Reading text
-- Begin --

The trick to discovering that passion is to find what makes us happy. For Indigo the main
character of Sassafras, Cypress and Indigo by her passion lies in the music she creates
from her soul while using her violin as her tool. From a modern literary criticism
standpoint this passion is seen through her characterization and the symbolic use of the
violin. However in peeling back the layers and focusing on this story from a Post -
Modern standpoint the reader uncovers deeper issues. There is a sense of discontinuity in
the linear structure that leads to a discovery about the cultural issues in this story.
Indigo challenges the boundaries of her age and a society that struggles to find a place
for her and her soul. That is going under the assumption that there is a place.
"Indigo did not tell her mother about Mr. Lucas being so evil, nor did she mention that
her new fiddle could talk."(Norton 43) With in the first few lines of the story Indigo's
violin begins its transformation from merely and instrument to an extension of her soul.

-- End --

Exercise description
From which standpoint does the essay excerpt about Indigo say the reader uncovers deeper issues? The data that follow are not needed for the task.

Data provided

-- Begin --

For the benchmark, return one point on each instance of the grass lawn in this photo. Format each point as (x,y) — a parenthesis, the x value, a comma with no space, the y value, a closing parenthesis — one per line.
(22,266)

-- End --

The solution
From a Post-Modern standpoint.